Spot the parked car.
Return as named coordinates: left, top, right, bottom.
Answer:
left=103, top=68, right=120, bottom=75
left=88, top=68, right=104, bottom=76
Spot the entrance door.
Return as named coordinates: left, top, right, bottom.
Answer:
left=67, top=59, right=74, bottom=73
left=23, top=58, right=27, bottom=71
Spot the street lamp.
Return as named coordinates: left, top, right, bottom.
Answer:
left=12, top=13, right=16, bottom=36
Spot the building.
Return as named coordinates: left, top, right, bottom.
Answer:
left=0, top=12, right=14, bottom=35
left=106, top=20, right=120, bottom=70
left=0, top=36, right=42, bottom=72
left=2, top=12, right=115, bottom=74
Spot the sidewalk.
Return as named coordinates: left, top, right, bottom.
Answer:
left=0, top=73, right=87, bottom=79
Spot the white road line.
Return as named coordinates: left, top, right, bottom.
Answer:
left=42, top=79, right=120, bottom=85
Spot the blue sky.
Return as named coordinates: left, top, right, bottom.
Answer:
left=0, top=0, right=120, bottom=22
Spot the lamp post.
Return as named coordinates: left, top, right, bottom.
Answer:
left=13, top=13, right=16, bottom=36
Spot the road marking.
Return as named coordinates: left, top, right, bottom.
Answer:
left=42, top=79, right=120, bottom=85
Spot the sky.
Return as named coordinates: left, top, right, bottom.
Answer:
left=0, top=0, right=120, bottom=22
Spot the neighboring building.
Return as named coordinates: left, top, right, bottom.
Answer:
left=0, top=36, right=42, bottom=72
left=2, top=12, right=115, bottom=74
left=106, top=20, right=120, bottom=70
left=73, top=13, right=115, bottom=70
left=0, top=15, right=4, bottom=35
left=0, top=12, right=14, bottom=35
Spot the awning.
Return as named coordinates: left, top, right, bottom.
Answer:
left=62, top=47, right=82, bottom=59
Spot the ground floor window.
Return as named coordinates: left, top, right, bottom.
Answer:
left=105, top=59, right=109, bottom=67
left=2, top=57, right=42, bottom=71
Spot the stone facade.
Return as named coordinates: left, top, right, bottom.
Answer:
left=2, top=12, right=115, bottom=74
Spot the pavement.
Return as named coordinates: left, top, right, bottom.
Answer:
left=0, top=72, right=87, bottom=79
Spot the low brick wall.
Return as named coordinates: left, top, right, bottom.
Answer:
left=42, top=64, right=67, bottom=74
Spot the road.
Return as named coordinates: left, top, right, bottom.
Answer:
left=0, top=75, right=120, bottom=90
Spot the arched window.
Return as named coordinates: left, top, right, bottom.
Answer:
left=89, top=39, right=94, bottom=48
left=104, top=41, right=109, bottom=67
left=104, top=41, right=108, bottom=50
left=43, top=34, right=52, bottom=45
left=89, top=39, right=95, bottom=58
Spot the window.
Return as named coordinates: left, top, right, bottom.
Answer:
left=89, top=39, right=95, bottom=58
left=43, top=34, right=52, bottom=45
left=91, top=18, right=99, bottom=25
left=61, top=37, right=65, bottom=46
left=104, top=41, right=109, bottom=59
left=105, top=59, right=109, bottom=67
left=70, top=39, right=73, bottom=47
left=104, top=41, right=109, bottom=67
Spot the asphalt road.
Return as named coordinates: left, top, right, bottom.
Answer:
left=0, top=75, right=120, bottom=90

····················

*DO THIS*.
Present all of the material above as a numbered list, with every blank line omitted.

*REPLY TO THE EXERCISE*.
1. Spot the parked car.
2. Return as named coordinates: left, top, right, bottom.
3. Answer:
4. left=103, top=68, right=120, bottom=75
5. left=88, top=68, right=104, bottom=76
6. Spot the entrance door.
7. Return as named coordinates: left, top, right, bottom.
8. Answer:
9. left=67, top=59, right=74, bottom=73
10. left=23, top=58, right=27, bottom=71
11. Spot the street lamp.
12. Return as named coordinates: left, top, right, bottom.
13. Answer:
14. left=12, top=13, right=16, bottom=36
15. Spot the building.
16. Return as named coordinates: left, top, right, bottom.
17. Answer:
18. left=0, top=12, right=14, bottom=35
19. left=106, top=20, right=120, bottom=70
20. left=0, top=36, right=42, bottom=72
21. left=2, top=12, right=115, bottom=74
22. Spot the sidewalk.
23. Return as named coordinates: left, top, right, bottom.
24. Answer:
25. left=0, top=73, right=87, bottom=79
26. Spot the white road line.
27. Return as named coordinates: left, top, right, bottom.
28. Answer:
29. left=42, top=79, right=120, bottom=85
30. Spot the blue sky.
31. Return as named coordinates: left, top, right, bottom.
32. Answer:
33. left=0, top=0, right=120, bottom=22
34. Spot the lamp post.
35. Return as named coordinates: left, top, right, bottom.
36. Answer:
37. left=13, top=13, right=16, bottom=36
38. Spot the road marking.
39. Return as named coordinates: left, top, right, bottom.
40. Answer:
41. left=42, top=79, right=120, bottom=85
42. Spot the sky.
43. Return as named coordinates: left, top, right, bottom.
44. Answer:
45. left=0, top=0, right=120, bottom=22
46. Spot the neighboring building.
47. Return as named coordinates: left, top, right, bottom.
48. Answer:
49. left=0, top=36, right=42, bottom=72
50. left=2, top=12, right=115, bottom=74
51. left=106, top=20, right=120, bottom=70
52. left=73, top=13, right=115, bottom=70
53. left=0, top=15, right=4, bottom=35
54. left=0, top=12, right=14, bottom=35
55. Spot the awning.
56. Return as named coordinates: left, top, right, bottom.
57. Answer:
58. left=62, top=47, right=82, bottom=59
59. Spot the ground floor window.
60. Return as named coordinates: left, top, right, bottom.
61. Answer:
62. left=105, top=59, right=109, bottom=67
63. left=2, top=57, right=42, bottom=71
64. Spot the stone facade.
65. Return as named coordinates: left, top, right, bottom.
66. Answer:
67. left=2, top=12, right=115, bottom=74
68. Spot the pavement.
69. Return as named coordinates: left, top, right, bottom.
70. Answer:
71. left=0, top=72, right=87, bottom=79
72. Spot the low brick wall.
73. Return as named coordinates: left, top, right, bottom.
74. Answer:
75. left=42, top=64, right=67, bottom=74
76. Spot the road.
77. Return as named coordinates: left, top, right, bottom.
78. Answer:
79. left=0, top=75, right=120, bottom=90
80. Spot the arched window.
81. Return as named coordinates: left, top, right, bottom.
82. Answer:
83. left=89, top=39, right=94, bottom=48
84. left=104, top=41, right=109, bottom=67
85. left=104, top=41, right=108, bottom=50
86. left=43, top=34, right=52, bottom=45
87. left=89, top=39, right=95, bottom=58
88. Spot the window.
89. Return as named coordinates: left, top, right, bottom.
90. Answer:
91. left=89, top=39, right=95, bottom=58
92. left=43, top=34, right=52, bottom=45
93. left=91, top=18, right=99, bottom=25
94. left=61, top=37, right=65, bottom=46
95. left=104, top=41, right=109, bottom=59
96. left=105, top=59, right=109, bottom=67
97. left=70, top=39, right=73, bottom=47
98. left=104, top=41, right=109, bottom=67
99. Spot the asphalt road.
100. Return as named coordinates: left, top, right, bottom.
101. Answer:
102. left=0, top=75, right=120, bottom=90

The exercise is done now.